◆ Goal of the exercise: Copy down the following lines word for word, leaving out the picture.
=== Record set ===
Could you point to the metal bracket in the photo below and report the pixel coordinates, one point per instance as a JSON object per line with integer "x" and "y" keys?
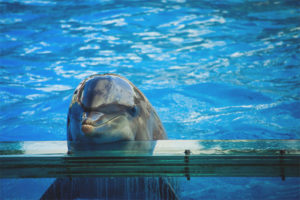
{"x": 187, "y": 153}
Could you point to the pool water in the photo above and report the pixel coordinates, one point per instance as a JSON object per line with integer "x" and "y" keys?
{"x": 212, "y": 70}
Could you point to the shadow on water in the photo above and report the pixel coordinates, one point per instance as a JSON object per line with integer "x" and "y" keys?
{"x": 112, "y": 188}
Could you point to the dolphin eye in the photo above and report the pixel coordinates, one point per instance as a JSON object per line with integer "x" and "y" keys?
{"x": 133, "y": 111}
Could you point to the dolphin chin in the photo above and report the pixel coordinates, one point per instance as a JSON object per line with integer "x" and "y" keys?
{"x": 87, "y": 129}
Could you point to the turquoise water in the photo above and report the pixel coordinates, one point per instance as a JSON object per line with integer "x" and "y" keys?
{"x": 212, "y": 70}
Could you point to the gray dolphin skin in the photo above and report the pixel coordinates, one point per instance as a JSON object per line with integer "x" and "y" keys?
{"x": 109, "y": 108}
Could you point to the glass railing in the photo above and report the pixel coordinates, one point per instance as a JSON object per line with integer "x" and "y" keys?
{"x": 257, "y": 158}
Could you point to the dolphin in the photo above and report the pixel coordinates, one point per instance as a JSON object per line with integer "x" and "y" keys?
{"x": 106, "y": 109}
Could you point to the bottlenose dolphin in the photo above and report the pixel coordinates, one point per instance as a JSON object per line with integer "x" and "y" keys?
{"x": 107, "y": 109}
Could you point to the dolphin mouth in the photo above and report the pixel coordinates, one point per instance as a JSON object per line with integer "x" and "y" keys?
{"x": 88, "y": 127}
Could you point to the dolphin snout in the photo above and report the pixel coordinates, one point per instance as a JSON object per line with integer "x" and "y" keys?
{"x": 89, "y": 121}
===
◆ Written response:
Could you point to the metal bracket in the photo below and report the pixel coordinates, one point per instance as a JSON object per line with integer "x" and "y" keys?
{"x": 187, "y": 153}
Could you point to the pool water in the photo above and report the pixel coordinates, one point per instance as a JSON object per line with integer "x" and "y" keys?
{"x": 212, "y": 70}
Could you point to the shadow on water in the photo above and report the pixel coordinates, one point per instance as a JSON object per line with integer "x" and "y" keys?
{"x": 112, "y": 188}
Could you point to the dolphin eye in the photo above and report the pixel coordinates, one point per instance as a JSON object per line with integer "x" and "y" keys?
{"x": 133, "y": 111}
Could you point to the dolphin chin in the photo above and report the pixel coordinates, one point per instance as a JSON object per line with integer "x" and "y" keys?
{"x": 87, "y": 129}
Could you point to the turquoise water in the photo above and report the pixel coordinates, one point per instance as a JSON object per line with integer "x" and "y" keys?
{"x": 212, "y": 70}
Could you point to the gray dolphin skin in the photo above and report the pixel coordinates, one point per instance as a JSON object per line with integer "x" and "y" keys?
{"x": 109, "y": 108}
Could you point to the glass railing in the photo above and report the pixel coordinates, one point per instance as a JSON object per line with integer "x" and "y" keys?
{"x": 257, "y": 158}
Could you point to the dolphin in the photo above and report the pixel coordinates, one point per instance as a JSON object per line with integer "x" and "y" keys?
{"x": 106, "y": 109}
Could you point to the bottlenose dolphin in the photo above and report the pixel coordinates, one point per instance as a JSON object per line with integer "x" and "y" keys?
{"x": 107, "y": 109}
Could you point to the dolphin mouth in the photo above and report the pixel coordinates, one point per instance as a JSON object per line with integer "x" and "y" keys?
{"x": 88, "y": 127}
Could you point to the dolphin snout in the photo above and report the pixel coordinates, one point per instance as a JSON object per line with integer "x" and "y" keys?
{"x": 89, "y": 121}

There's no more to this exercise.